### TESTO ESTRATTO

Beati voi, che ora piangete, perché
riderete
Il mondo che
il cristiano costruisce, che ha davanti fa piangere. Il pianto non è un fatto
di sofferenza ma una grande passione verso la speranza, quella stessa
annunciata dai profeti. Il pianto è quella misura della nostra fedeltà a Dio. E
questo avviene ogni qualvolta la nostra vita di fede viene messa alla prova.
“Beati voi
che piangete” significa che la scelta che il discepolo ha fatto non è un
semplice motivo di gioia ma un dono d’amore. Il cristiano è sempre chiamato a
manifestare la sua fede e per questo deve lasciare che sia sempre il Signore a
ridare gioia al suo cuore.
vv. 22-23: Beati voi, quando gli uomini vi odieranno e
quando vi metteranno al bando e vi insulteranno e disprezzeranno il vostro nome
come infame, a causa del Figlio dell’uomo. Rallegratevi in quel giorno ed
esultate perché, ecco, la vostra ricompensa è grande nel cielo.
Ancora una
beatitudine del discepolato, di colui che ha scelto di seguire Gesù, trovandosi
coinvolto nel suo destino di persecuzione. Come discepoli siamo chiamati a
seguire le orme dei profeti. Questi furono perseguitati perché erano la bocca
di Dio. I discepoli sono chiamati e paragonati a quella comunità dei poveri, a
quel piccolo gregge (12,32) impotente, destinato all’opposizione e alla
persecuzione. Inoltre, sono beati perché partecipando al mistero di
persecuzione e di morte del Cristo sono associati più profondamente alla sua
missione di salvezza.
In questa
circostanza non devono accontentarsi di avere pazienza o di attendere che passi
al più presto il momento della prova, ma devono vivere intensamente in sé, come
 pegno
di beatitudine eterna,
quanto dice il Maestro: «Rallegratevi in quel
giorno ed esultate perché grande è la vostra ricompensa, perché così sono stati
trattati i profeti!»
.  
v. 24: Ma guai a voi, ricchi,
perché avete già ricevuto la vostra consolazione
Qui
subentrano in contrapposizione «i 4 guai» che non sono maledizioni ma una messa
in guardia da un serio pericolo.
Il «guai
a voi»

######
### DATI REGISTRATI

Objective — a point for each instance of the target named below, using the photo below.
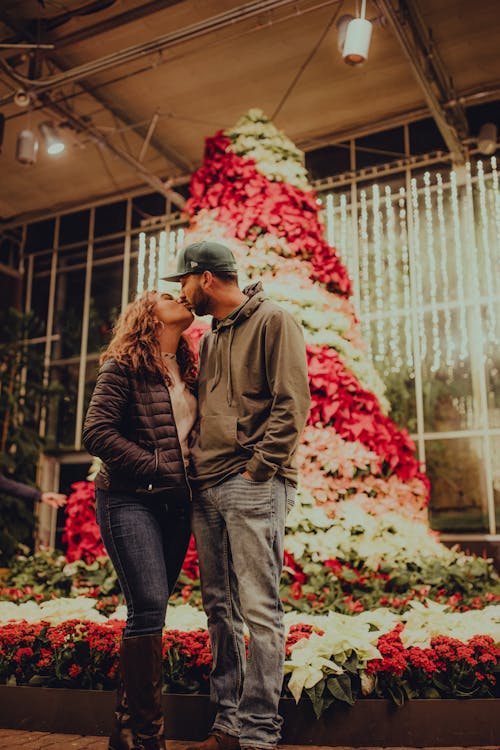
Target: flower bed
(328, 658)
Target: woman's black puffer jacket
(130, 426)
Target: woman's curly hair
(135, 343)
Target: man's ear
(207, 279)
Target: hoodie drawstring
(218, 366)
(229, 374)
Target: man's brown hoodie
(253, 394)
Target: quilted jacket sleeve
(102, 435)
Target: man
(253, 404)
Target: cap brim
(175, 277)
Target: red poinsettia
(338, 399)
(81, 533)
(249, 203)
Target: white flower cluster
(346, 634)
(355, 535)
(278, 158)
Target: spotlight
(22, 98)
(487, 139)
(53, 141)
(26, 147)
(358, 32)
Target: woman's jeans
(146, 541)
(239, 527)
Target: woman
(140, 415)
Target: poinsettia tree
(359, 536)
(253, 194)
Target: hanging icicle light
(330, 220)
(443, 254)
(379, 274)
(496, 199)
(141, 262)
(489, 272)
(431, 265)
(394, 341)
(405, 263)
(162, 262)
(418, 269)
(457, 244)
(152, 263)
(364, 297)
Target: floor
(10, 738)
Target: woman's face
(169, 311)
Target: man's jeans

######

COMPITI ASSEGNATI =>
1. Trascrivi senza modifiche il passo del commento sulle beatitudini che comincia dalle parole "vv. 22-23: Beati" e si chiude dopo le parole "missione di salvezza.".
2. Prosegui il commento sulle beatitudini dal punto in cui si interrompe.

RISPOSTE PER COMPITO =>
1.
vv. 22-23: Beati voi, quando gli uomini vi odieranno e
quando vi metteranno al bando e vi insulteranno e disprezzeranno il vostro nome
come infame, a causa del Figlio dell’uomo. Rallegratevi in quel giorno ed
esultate perché, ecco, la vostra ricompensa è grande nel cielo.
Ancora una
beatitudine del discepolato, di colui che ha scelto di seguire Gesù, trovandosi
coinvolto nel suo destino di persecuzione. Come discepoli siamo chiamati a
seguire le orme dei profeti. Questi furono perseguitati perché erano la bocca
di Dio. I discepoli sono chiamati e paragonati a quella comunità dei poveri, a
quel piccolo gregge (12,32) impotente, destinato all’opposizione e alla
persecuzione. Inoltre, sono beati perché partecipando al mistero di
persecuzione e di morte del Cristo sono associati più profondamente alla sua
missione di salvezza.

2.
non è un grido di vendetta o di minaccia come risuona nel nostro
italiano, ma un “ohi” o “ahi” che esprime un estremo grido di compianto, di
compassione e di lamento funebre che Gesù rivolge a chi si è rovinato con le
sue stesse mani, a chi ha fatto la scelta opposta.
Questo “ohi”
è indirizzato a coloro che potevano far qualcosa ma non l’hanno fatto. In
questo versetto sono descritti con “ricchi”, perché mettono le cose al posto di
Dio e non hanno ancora sperimentato la gioia di colui che vende tutto per
acquistare il tesoro che è Cristo (cfr. Mt 13,44). Il ricco qui, non è colui
che possiede molto ma colui che tiene per sé, che possiede e non condivide, che
vive le relazioni come possesso. Quindi non una classe sociale ma uno stile di
vita.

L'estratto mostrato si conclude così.